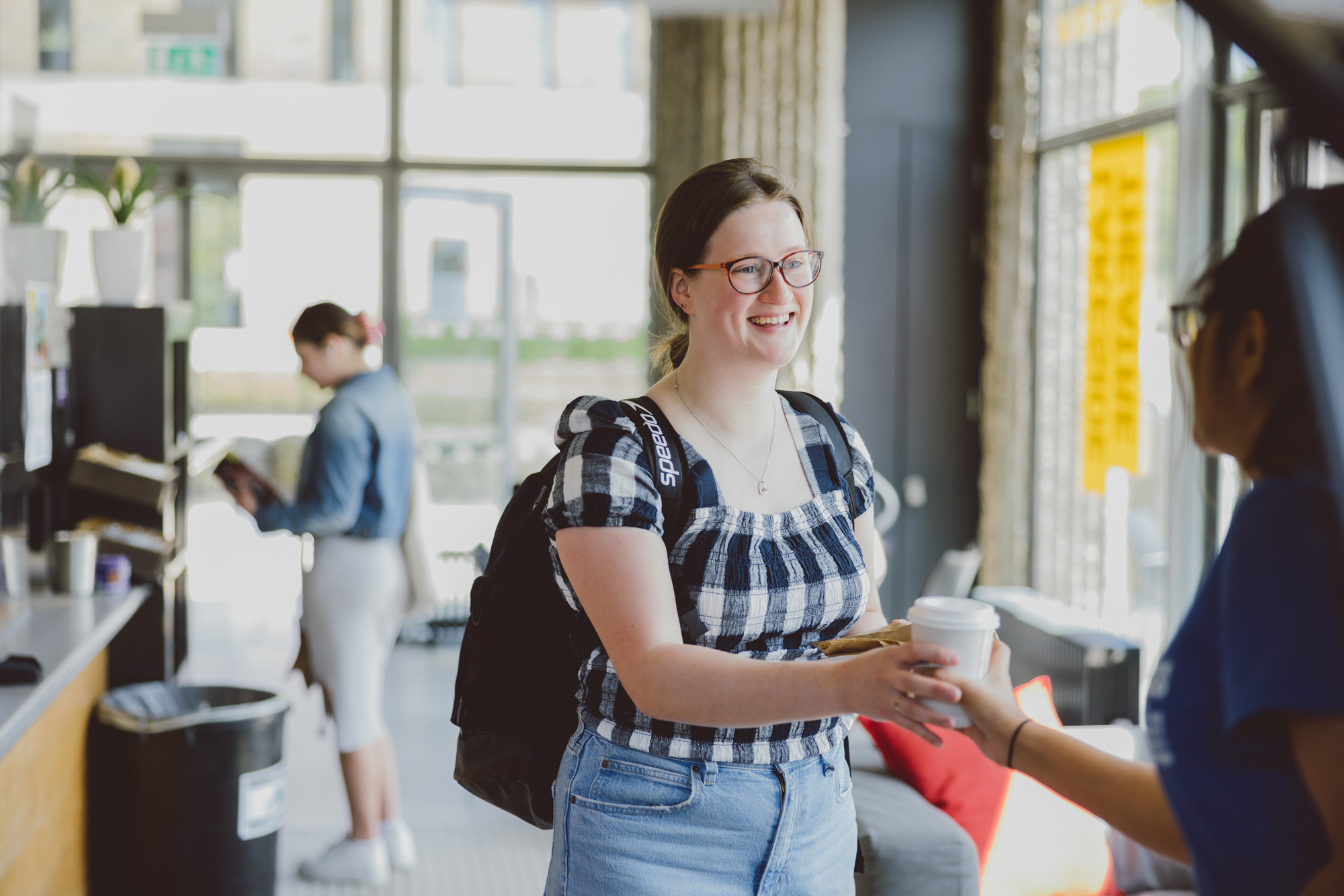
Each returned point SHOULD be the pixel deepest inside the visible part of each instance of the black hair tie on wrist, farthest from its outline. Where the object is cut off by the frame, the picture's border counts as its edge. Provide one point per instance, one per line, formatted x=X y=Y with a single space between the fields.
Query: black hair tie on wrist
x=1013 y=742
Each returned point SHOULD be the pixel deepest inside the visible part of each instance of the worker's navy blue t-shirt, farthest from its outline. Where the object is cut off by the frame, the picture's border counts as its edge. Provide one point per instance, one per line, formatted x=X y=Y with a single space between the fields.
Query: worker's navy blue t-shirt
x=1264 y=640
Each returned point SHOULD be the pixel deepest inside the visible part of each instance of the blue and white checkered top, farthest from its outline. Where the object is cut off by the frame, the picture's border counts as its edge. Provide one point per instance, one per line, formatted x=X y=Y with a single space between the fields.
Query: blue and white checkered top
x=767 y=585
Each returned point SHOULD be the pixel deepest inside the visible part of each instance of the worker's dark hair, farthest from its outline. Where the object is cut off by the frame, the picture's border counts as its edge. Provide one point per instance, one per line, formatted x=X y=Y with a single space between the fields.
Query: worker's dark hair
x=687 y=222
x=1255 y=277
x=318 y=322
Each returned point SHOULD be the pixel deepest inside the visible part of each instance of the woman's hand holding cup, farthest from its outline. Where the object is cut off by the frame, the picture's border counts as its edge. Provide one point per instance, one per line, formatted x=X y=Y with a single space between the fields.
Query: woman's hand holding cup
x=884 y=684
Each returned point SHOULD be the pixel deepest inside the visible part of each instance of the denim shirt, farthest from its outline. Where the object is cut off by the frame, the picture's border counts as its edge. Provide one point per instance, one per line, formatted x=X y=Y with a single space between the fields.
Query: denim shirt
x=357 y=474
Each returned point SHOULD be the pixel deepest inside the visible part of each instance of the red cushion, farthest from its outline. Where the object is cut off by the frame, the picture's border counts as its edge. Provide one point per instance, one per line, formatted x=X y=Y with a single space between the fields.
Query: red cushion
x=1036 y=843
x=958 y=778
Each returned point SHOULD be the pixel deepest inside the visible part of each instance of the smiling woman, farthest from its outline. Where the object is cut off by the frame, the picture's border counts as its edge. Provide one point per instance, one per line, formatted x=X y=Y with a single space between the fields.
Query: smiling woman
x=694 y=741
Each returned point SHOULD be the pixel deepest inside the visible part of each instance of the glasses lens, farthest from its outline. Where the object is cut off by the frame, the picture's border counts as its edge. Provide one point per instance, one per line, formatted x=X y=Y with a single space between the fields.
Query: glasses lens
x=751 y=275
x=802 y=269
x=1186 y=323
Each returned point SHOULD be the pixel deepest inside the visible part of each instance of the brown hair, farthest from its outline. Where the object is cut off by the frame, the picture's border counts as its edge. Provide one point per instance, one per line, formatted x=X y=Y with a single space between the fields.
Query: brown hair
x=319 y=322
x=687 y=222
x=1253 y=277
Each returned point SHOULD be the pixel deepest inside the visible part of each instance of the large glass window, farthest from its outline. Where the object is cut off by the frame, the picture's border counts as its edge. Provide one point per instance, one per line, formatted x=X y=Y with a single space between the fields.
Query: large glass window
x=509 y=315
x=200 y=79
x=302 y=240
x=562 y=81
x=1100 y=535
x=1104 y=60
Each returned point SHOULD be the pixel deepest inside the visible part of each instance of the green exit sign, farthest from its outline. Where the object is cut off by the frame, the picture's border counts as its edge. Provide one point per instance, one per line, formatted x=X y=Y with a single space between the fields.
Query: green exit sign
x=194 y=58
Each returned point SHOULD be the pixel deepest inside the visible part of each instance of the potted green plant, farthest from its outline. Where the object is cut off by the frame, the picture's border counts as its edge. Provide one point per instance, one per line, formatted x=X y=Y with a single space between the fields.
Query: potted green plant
x=32 y=251
x=120 y=256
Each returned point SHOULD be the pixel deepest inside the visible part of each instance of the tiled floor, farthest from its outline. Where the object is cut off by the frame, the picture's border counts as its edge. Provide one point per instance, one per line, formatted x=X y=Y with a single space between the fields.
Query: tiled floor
x=244 y=633
x=467 y=847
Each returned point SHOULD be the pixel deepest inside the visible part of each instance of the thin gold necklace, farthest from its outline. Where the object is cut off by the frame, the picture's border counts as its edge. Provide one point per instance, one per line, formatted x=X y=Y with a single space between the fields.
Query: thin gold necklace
x=761 y=487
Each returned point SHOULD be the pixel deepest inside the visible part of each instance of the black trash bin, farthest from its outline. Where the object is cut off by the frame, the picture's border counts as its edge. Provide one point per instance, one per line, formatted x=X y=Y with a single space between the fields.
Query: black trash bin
x=186 y=792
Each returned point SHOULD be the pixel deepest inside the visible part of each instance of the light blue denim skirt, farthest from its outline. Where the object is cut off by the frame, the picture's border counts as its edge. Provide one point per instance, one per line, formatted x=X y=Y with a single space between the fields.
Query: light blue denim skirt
x=632 y=823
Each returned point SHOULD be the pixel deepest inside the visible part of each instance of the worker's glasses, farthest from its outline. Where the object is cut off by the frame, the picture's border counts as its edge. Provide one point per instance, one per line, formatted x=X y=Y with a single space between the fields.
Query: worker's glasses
x=751 y=276
x=1187 y=320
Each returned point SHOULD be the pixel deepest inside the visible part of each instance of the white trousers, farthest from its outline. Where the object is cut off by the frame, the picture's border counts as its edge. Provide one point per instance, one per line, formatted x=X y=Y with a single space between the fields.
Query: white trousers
x=354 y=600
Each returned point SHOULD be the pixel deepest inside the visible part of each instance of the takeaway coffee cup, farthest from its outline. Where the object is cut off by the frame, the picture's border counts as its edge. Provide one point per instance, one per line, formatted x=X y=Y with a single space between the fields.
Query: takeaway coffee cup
x=73 y=562
x=964 y=625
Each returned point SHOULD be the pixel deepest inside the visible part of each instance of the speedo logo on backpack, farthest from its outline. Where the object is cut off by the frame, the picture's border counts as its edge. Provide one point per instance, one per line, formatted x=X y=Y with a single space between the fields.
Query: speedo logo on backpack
x=667 y=472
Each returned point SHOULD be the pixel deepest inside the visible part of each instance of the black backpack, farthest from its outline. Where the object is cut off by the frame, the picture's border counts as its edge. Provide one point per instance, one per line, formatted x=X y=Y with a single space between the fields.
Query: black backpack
x=523 y=645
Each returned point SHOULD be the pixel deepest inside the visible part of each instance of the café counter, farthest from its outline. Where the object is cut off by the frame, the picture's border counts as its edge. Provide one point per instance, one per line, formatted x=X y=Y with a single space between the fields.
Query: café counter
x=44 y=733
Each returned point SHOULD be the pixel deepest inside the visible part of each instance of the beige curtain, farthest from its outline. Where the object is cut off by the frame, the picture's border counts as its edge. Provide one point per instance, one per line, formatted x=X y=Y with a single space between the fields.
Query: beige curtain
x=1007 y=374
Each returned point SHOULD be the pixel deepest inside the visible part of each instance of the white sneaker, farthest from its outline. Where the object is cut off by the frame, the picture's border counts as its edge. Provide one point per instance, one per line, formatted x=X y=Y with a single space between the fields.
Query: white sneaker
x=401 y=844
x=351 y=860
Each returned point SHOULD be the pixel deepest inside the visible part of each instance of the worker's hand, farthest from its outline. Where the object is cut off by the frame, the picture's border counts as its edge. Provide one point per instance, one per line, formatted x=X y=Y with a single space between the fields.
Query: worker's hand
x=884 y=684
x=240 y=487
x=990 y=705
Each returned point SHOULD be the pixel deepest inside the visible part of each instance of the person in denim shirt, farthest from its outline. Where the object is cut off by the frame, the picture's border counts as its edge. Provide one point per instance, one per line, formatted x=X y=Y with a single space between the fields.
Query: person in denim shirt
x=354 y=498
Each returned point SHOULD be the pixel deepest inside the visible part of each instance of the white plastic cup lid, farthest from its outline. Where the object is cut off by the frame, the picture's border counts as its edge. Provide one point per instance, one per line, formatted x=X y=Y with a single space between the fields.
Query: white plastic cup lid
x=960 y=615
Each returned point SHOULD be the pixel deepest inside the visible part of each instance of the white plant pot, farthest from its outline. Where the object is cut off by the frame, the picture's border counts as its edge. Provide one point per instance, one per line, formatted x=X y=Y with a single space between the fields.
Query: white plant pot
x=119 y=264
x=32 y=252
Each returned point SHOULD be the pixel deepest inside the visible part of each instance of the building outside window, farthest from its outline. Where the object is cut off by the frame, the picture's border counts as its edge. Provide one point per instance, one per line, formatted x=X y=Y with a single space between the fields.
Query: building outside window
x=464 y=214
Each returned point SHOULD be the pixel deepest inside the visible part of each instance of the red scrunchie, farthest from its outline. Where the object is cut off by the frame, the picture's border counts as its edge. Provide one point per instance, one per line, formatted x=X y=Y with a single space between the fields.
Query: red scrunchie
x=373 y=330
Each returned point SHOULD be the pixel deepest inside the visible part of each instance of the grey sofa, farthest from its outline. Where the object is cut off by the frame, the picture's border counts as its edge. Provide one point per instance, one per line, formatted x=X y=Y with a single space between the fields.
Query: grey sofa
x=913 y=848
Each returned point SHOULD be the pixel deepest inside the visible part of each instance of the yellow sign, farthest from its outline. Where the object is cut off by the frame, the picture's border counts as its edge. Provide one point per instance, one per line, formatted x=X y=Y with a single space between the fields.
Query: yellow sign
x=1115 y=283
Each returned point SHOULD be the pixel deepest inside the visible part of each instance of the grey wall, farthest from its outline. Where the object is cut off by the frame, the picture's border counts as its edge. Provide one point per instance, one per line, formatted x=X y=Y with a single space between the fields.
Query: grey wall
x=916 y=83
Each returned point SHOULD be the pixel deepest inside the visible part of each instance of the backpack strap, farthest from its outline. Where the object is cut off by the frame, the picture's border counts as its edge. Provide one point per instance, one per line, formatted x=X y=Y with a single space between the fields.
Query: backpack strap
x=826 y=416
x=667 y=463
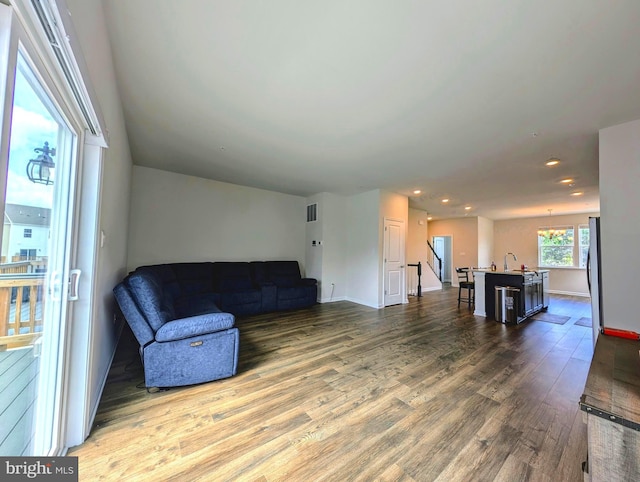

WORK TO DO: Pull out every line in the rows above that contains the word "hand", and list them in order.

SOLUTION FOR THIS TASK:
Each returned point SHOULD be the pixel deepest inside the visible part of each instance of the woman's hand holding cup, farthest from its outline. Where the object is cut off by the frame, the picture's border counts as its edge. Provide one point per instance, one per line, formatted x=X y=Y with a single space between the fields.
Query: woman's hand holding cup
Each returned point SHOULD be the pixel deepest inside the visible part of each instance of the worker's hand, farthest from its outline. Where the object is cut off by the frame, the picture's border counts as its edge. Provide one point per instance, one per line, formatted x=X y=Y with a single space between the fields.
Query: worker's hand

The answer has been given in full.